__ЧТО ТРЕБУЕТСЯ__
1 - Где, согласно отрывку для чтения, «вольный архитектор» искал грунтовые воды?
2 - Перепишите абзац отрывка для чтения, начинающийся словами «Этот «вольный архитектор»», в виде краткого списка, сохранив основные факты.
3 - Изложите отрывок для чтения в двух предложениях.

__ОТРЫВОК ДЛЯ ЧТЕНИЯ__
--------------------
Прежде чем получить подряд на строительство церкви, Зенков, конечно, должен был себя зарекомендовать в Семипалатинске, то есть поставить там не один дом.
Этот «вольный архитектор» занимался и поисками грунтовых вод неподалеку от города, на правом берегу Иртыша, в сосновом бору, где любил гулять Достоевский. Семипалатинский бор принадлежит к так называемым ленточным борам, пересекающим голую степь от Алтая до Семипалатинска; они воспринимаются человеком как чудо, которого нельзя было ожидать в этих местах.
Теперь о Цурикове, уже упомянутом там, где говорилось о Демчинском. Достоевский отвечал Валиханову, рекомендовавшему своего друга Цурикова как добрейшего человека («Вы его должны полюбить, и чем больше будете видеть, тем более»).
--------------------
__ПРЕДОСТАВЛЕННЫЕ ЗАПИСИ__
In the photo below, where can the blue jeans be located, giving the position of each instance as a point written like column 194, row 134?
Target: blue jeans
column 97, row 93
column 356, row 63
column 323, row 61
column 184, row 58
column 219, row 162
--------------------
__ОТВЕТЫ К ЗАДАНИЮ__
1 - Неподалеку от Семипалатинска, на правом берегу Иртыша, в сосновом бору.

2 -
- «Вольный архитектор» искал грунтовые воды неподалеку от Семипалатинска: на правом берегу Иртыша, в сосновом бору, где любил гулять Достоевский.
- Семипалатинский бор относится к ленточным борам, которые пересекают голую степь от Алтая до Семипалатинска.
- Такие боры воспринимаются как чудо, которого нельзя было ожидать в этих местах.

3 - Чтобы получить подряд на строительство церкви, Зенков должен был зарекомендовать себя в Семипалатинске; кроме того, он искал грунтовые воды в сосновом бору на правом берегу Иртыша, который принадлежит к ленточным борам. Далее речь идет о Цурикове, которого Валиханов рекомендовал Достоевскому как добрейшего человека.